:: Okunacak Metin ::
# # #

Sokrates’in Savunması – 2

Sokrates’in Savunması – 2

Sokrates konuşmasının devamında yeni suçlamalara karşı savunmasına geçer. Sokrates’in Savunması müthiş diyaloglara devam edecek ve Atinalıları etkileyecektir. Bu sefer Sokrates’i şikâyet eden isim Meletos olmuştur. Meletos’un mahkemeye sunduğu yeminli iddiasında “Sokrat, gençliği yoldan çıkarmaktan, devletin inandığı Tanrıları inkâr etmekten, buna karşılık onlardan farklı olan yeni ilahlara inanmaktan suçludur!” ifadeleri yer almaktadır.

Yapılan her suçlamaya karşı detaylı açıklamalar sunan ve tek tek inceleyen Sokrat, savunmasına Meletos ile diyaloguyla devam eder ve Sokrates’in Savunması gençleri yoldan çıkarttığıyla ilgili suçlamalarla sürer:

“Sokrates: Gel buraya da bana cevap ver Meletos! Sen gençlerin mümkün olduğu kadar en iyi şekilde eğitim almaları ve yetiştirilmelerinin son derece önemli olduğuna inanmıyor musun?

Meletos: İnanıyorum.

Sokrates: Öyleyse, şimdi burada bulunanlara, gençleri daha iyi eğitebilecek kişinin kim olduğunu söyle! …

Meletos: …

Sokrates: Ne oldu? Susuyor musun Meletos? Ne diyeceğini bilemiyor musun? Sence bu tutumun, benim açıkça iddia ettiğim şey konusunda, yani gençliğin eğitimi konusunda senin hiçbir kaygın olmadığının yeterince onur kırıcı bir delili değil mi? Haydi yiğidim, kalk da cevap ver! Gençliğin durumunu düzeltecek olan kimlerdir?

Meletos: Kanunlardır.

Sokrates: İyi de ey yüce Meletos, benim sana sorduğum bu değil ki! Ben sana onları en iyi hale getirebilecek, senin de dediğin gibi, en başta da kanunları bilen bu adam kimdir diye soruyorum.

# # #

:: Yapılacaklar ::
A. Sokrates’in Savunması metninde "Sokrates: Öyleyse, şimdi" sözlerinin geçtiği yerden başlayın ve "Meletos: Kanunlardır." sözlerinden sonra durarak bu bölümü hiç değiştirmeden yeniden yazın.
B. Sokrates’in Savunması metnindeki "Bu sefer Sokrates’i şikâyet eden isim Meletos olmuştur." cümlesini İngilizceye çevirin.
C. Sokrates’in Savunması metninin devamını, gösterilen son cümleden sonra gelecek bölümü yazarak tamamlayın.

:: Veri Satırları ::
# # #

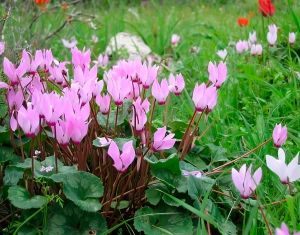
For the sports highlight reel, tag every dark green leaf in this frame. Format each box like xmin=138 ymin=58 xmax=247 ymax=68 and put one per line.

# # #

:: Beklenen Yanıtlar ::
A.
Sokrates: Öyleyse, şimdi burada bulunanlara, gençleri daha iyi eğitebilecek kişinin kim olduğunu söyle! …

Meletos: …

Sokrates: Ne oldu? Susuyor musun Meletos? Ne diyeceğini bilemiyor musun? Sence bu tutumun, benim açıkça iddia ettiğim şey konusunda, yani gençliğin eğitimi konusunda senin hiçbir kaygın olmadığının yeterince onur kırıcı bir delili değil mi? Haydi yiğidim, kalk da cevap ver! Gençliğin durumunu düzeltecek olan kimlerdir?

Meletos: Kanunlardır.

B. This time, the one who filed the complaint against Socrates was Meletus.

C.
Meletos: İşte önündeki bu adamlar Sokrates, hâkimler!

Sokrates: Ne diyorsun Meletos? Burada bulunan adamlar gençleri eğitebilir ve onları daha iyi hale getirebilirler mi?

Meletos: Hem de en iyi şekilde!

Sokrates: İstisnasız hepsi mi? Yoksa bazıları yapabilir, bazıları yapamaz mı?

Meletos: İstisnasız hepsi!

Sokrates: Tanrılar kraliçesi Hera’ya ant olsun ki, çok güzel bir haber bu! Böylece sen bize çok sayıda eğitimci bulmuş oldun! Bir şey daha Meletos; söyler misin, acaba bizi dinleyen buradaki bütün bu insanlar da gençleri daha iyi getirebilirler mi, yoksa getiremezler mi?

Meletos: Getirebilirler!

Sokrates: Peki, ya Konsey üyeleri?

Meletos: Konsey üyeleri de!

Sokrates: Peki, Halk Meclisi ve Halk Meclisi’nin üyeleri acaba gençleri yoldan çıkarabilirler mi, yoksa onların da hepsi istisnasız olarak, onları daha erdemli kılabilir mi?

Meletos: Hepsi de daha erdemli kılabilir!

Sokrates: Öyleyse bundan şu sonucu çıkarabiliriz: Gençleri mükemmel insanlar haline getirmeyecek bir tek Atinalı bile yoktur ve sadece ben onların ahlakını bozarım! Senin demek istediğin gerçekten de bu mu?

Meletos: Evet, bütün kalbimle söylemek istediğim de zaten budur!

Sokrates: …Acaba sence atlar için de aynı şey söz konusu mu? Sana göre bütün insanlar onları daha iyi eğitebilir de sadece bir kişi mi onları berbat eder? Yoksa tam aksi mi? Yani, bir tek insan veya az sayıda insan, seyisler mi onları daha iyi hale getirirken, insanların çoğunluğu atlarla ilgilenmek ve onları kullanmak istediklerinde, onları huylandırıp yabanileştirirler mi? Atlar için olduğu kadar diğer hayvanlar için de bu böyle değil midir Meletos?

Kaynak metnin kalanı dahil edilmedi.